Bearbeite die Datensätze von der Zeile mit "Where can you spot the z71" bis zum Ende der Datensätze, indem du "decal" überall durch "sticker" ersetzt. Alles andere muss unverändert bleiben.
──────── ZU VERWENDENDE DATENSÄTZE ────────
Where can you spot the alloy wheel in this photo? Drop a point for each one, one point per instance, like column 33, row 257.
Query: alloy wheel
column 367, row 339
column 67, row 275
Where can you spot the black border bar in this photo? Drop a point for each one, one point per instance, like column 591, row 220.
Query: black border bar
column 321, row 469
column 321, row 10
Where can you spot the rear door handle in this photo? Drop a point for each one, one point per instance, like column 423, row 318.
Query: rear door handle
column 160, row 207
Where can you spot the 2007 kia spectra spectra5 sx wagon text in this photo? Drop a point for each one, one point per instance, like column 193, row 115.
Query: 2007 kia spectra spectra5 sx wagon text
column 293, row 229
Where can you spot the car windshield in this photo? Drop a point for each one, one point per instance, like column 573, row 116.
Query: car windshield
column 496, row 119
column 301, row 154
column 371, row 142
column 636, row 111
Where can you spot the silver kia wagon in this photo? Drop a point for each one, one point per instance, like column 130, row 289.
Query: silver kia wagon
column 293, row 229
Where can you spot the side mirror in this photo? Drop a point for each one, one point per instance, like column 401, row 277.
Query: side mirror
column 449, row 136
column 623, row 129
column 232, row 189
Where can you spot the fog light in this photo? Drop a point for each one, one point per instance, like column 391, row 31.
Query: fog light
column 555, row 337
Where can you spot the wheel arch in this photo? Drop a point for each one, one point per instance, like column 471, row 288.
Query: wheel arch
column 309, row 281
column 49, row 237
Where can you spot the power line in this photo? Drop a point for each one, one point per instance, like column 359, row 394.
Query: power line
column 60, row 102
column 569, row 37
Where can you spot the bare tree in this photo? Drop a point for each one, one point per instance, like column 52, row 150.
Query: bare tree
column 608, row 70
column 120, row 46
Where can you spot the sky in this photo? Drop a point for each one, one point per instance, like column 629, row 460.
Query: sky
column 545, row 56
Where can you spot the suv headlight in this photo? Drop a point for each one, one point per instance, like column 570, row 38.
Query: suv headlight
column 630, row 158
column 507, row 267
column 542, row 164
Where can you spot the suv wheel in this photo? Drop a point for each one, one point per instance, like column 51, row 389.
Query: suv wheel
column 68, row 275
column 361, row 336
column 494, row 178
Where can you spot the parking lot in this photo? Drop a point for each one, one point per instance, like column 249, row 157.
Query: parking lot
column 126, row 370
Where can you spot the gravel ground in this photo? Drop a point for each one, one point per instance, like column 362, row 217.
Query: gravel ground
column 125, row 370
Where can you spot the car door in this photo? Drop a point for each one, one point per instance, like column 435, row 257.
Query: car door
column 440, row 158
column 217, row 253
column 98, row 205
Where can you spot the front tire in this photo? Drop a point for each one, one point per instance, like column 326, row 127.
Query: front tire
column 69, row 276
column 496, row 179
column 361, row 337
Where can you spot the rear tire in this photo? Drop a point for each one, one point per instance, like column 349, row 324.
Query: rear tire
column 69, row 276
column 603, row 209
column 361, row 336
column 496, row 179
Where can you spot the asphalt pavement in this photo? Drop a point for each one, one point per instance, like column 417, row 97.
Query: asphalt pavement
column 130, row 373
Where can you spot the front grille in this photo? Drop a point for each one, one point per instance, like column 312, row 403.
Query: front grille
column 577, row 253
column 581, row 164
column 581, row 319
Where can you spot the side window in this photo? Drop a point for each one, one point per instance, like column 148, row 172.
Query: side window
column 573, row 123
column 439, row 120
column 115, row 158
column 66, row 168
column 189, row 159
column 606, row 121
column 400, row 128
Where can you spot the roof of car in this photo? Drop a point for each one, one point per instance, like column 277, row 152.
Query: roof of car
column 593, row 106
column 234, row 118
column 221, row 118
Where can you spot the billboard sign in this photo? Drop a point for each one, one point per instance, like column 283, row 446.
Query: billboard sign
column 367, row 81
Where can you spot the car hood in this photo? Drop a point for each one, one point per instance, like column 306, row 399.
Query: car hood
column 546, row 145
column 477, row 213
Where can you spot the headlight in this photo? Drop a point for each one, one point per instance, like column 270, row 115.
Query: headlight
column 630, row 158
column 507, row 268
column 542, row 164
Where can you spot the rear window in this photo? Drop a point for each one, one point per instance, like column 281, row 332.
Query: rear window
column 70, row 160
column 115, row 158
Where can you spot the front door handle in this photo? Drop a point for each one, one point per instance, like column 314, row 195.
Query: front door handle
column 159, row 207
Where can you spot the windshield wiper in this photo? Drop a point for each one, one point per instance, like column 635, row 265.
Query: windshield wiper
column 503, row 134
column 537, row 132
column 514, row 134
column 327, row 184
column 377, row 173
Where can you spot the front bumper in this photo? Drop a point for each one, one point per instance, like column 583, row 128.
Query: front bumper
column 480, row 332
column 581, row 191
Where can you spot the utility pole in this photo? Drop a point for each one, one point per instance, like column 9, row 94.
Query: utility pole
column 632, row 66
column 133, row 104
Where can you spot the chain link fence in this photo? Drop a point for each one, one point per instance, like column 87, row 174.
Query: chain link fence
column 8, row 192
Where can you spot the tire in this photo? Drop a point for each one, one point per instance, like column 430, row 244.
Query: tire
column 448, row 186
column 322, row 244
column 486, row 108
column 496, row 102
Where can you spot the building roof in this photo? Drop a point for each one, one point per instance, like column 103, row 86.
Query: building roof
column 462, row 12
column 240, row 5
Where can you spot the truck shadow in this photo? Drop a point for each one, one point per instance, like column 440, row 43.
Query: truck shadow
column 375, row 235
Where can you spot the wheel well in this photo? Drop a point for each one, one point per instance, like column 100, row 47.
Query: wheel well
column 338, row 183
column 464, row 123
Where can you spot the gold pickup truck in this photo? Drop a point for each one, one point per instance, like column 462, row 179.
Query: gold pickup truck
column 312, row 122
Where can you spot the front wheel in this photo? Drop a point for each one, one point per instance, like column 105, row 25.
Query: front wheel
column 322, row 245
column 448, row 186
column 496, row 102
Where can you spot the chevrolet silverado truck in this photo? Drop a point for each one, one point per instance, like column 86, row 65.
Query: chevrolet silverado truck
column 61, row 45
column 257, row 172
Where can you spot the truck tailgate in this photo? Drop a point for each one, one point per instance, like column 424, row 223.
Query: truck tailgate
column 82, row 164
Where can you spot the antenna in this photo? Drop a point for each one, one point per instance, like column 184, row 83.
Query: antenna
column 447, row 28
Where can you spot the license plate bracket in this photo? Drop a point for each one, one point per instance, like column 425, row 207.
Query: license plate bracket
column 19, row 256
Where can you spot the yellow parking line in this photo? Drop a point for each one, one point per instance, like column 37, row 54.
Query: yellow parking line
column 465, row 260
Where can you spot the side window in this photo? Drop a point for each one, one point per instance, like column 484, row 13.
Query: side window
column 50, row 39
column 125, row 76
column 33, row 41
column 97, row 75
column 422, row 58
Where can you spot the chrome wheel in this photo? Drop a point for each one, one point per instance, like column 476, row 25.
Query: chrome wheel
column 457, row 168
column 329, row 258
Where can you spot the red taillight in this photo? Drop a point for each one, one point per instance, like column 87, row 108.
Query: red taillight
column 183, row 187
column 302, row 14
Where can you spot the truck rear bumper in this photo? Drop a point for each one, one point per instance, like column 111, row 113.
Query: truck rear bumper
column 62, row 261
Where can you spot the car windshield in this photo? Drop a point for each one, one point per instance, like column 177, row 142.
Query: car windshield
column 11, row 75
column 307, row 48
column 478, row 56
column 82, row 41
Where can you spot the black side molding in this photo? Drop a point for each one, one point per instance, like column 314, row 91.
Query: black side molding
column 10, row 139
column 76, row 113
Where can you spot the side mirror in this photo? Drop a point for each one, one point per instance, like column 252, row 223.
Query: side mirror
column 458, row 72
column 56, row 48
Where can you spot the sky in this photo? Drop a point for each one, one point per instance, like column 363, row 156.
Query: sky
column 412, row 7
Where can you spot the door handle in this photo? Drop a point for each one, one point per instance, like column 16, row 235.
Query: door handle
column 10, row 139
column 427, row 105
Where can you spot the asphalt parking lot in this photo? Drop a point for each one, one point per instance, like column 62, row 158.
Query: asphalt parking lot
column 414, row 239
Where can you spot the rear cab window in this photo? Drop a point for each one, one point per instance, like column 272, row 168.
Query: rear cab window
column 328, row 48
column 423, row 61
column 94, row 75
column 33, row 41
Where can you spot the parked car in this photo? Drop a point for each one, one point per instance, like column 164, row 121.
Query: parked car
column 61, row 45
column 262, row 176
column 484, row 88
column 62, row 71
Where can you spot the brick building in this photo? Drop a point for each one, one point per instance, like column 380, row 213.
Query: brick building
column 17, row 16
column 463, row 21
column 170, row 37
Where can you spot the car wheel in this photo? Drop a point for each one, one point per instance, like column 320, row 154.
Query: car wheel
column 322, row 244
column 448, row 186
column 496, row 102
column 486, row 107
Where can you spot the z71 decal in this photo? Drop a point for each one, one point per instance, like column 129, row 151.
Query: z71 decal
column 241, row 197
────────
**ANTWORT**.
Where can you spot the z71 sticker in this photo? Drop a point for each one, one point per instance, like column 129, row 151.
Query: z71 sticker
column 241, row 197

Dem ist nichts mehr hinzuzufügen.